◆ Set problem ◆
Read the data and repeat all of it exactly.

▼

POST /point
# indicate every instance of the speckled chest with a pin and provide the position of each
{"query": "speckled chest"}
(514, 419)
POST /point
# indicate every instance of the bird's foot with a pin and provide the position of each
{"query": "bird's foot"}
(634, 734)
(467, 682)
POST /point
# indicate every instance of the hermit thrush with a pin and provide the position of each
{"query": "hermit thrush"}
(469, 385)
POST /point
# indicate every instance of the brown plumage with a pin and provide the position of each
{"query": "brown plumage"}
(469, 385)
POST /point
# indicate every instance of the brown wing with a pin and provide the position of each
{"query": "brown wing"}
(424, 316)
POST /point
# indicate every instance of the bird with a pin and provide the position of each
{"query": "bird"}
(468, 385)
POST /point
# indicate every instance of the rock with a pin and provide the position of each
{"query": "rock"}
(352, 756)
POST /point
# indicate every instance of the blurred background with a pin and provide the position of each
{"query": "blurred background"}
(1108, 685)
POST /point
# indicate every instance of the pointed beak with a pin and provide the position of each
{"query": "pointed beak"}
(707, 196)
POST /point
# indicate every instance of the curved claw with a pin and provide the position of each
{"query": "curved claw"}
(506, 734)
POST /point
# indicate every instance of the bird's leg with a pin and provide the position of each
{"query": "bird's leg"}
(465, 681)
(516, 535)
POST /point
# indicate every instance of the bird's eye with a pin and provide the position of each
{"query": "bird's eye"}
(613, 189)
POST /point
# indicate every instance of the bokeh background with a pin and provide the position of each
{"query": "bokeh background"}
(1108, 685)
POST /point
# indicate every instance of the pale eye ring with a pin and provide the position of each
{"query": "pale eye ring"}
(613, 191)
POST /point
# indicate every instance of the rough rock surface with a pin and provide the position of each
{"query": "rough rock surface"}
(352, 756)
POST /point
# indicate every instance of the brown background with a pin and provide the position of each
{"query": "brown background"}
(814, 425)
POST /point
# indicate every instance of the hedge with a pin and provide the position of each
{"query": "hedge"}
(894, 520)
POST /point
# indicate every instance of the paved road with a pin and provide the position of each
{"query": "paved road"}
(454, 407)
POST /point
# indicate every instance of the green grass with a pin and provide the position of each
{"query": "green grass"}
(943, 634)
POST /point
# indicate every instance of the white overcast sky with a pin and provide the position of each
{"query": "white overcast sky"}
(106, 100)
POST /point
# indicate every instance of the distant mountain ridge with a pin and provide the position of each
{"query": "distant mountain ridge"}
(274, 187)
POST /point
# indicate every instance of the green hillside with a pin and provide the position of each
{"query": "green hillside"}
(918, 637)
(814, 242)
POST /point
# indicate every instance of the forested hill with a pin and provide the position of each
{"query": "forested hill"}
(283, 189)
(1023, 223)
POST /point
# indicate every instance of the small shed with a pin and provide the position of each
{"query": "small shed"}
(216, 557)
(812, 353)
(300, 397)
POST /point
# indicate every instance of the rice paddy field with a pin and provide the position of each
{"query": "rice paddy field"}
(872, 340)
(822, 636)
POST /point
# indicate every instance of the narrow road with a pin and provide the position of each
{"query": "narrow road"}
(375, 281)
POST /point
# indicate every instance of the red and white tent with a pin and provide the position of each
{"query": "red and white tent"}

▲

◆ Full output ◆
POST /point
# indicate every instance of the speckled chest with a pin and provide the position of each
{"query": "speckled chest"}
(514, 419)
POST /point
# indicate every instance of the bird's foot with a pin and provide the position of each
{"query": "bird's foot"}
(634, 734)
(467, 682)
POST /point
# indicate every instance of the hermit thrush with a pin and provide the position of each
{"query": "hermit thrush"}
(469, 385)
POST /point
# indicate every instance of the brown plumage with a pin and provide the position of each
{"query": "brown plumage"}
(469, 385)
POST /point
# indicate every instance of the brown wing with a pin and provide the position of each
{"query": "brown wing"}
(424, 316)
POST /point
# indicate every instance of the bird with a pin and provide the position of each
{"query": "bird"}
(468, 385)
POST /point
# indicate every instance of the rock with a pin and provide the position of each
{"query": "rock"}
(352, 756)
POST /point
# indicate every instance of the blurred background with a pin and provide the position of each
{"query": "blurred background"}
(1108, 685)
POST /point
# indicate every instance of the pointed beak with a pin and provide the position of each
{"query": "pointed beak"}
(707, 196)
POST /point
# indicate every instance of the curved claw with a pin and provide the position of each
{"query": "curved claw"}
(506, 734)
POST /point
# indicate every instance of the bird's leg with a pin and provide the position of each
{"query": "bird's leg"}
(465, 681)
(516, 535)
POST /point
# indicate every instance of the bird's eye with a pin and provide the position of each
{"query": "bird's eye"}
(613, 189)
POST /point
# indicate every instance of the bokeh background with a pin and provide the position of each
{"query": "bokeh background"}
(1108, 685)
POST /point
# indicate every instance of the pale eye ring with a pin and provide the position of each
{"query": "pale eye ring"}
(613, 191)
POST /point
# indicate every instance of the rough rock surface with a pin and provide the position of each
{"query": "rough rock surface"}
(352, 756)
POST /point
# indicate every instance of the brown background with a pin and provide the position of each
{"query": "brown background"}
(814, 425)
POST /point
# indicate every instance of the hedge with a pin and provide the position of each
{"query": "hedge"}
(894, 520)
POST /point
# indicate every instance of the paved road with a pin and provide the position of each
{"query": "paved road"}
(454, 407)
POST /point
# indicate every instance of the green grass with a pin and provide the position of each
{"query": "green grass"}
(943, 634)
POST /point
# indicate every instance of the white overcast sky with a pin and provide the position of each
{"query": "white overcast sky"}
(106, 100)
POST /point
# indicate every instance of the distant mountain ridge with a pin and provide the position of each
{"query": "distant mountain ridge"}
(274, 187)
POST /point
# indicate every instance of the green hillside with a pin and provide the position of each
{"query": "green hillside"}
(918, 637)
(814, 242)
POST /point
# indicate every instance of the forested hill with a pin and provide the position of each
{"query": "forested hill"}
(283, 189)
(1023, 223)
POST /point
# indicate every instance of the small shed with a pin and provide the position of each
{"query": "small shed"}
(216, 557)
(812, 353)
(300, 397)
POST /point
# indicate every instance of the rice paddy field with a pin and provide the position of each
{"query": "rice paddy field"}
(872, 340)
(822, 636)
POST /point
# indicate every instance of the narrow road with a pin and provide the position of each
{"query": "narrow road"}
(375, 281)
POST /point
# indicate every instance of the red and white tent with a pin and provide the position of each
{"query": "red and white tent"}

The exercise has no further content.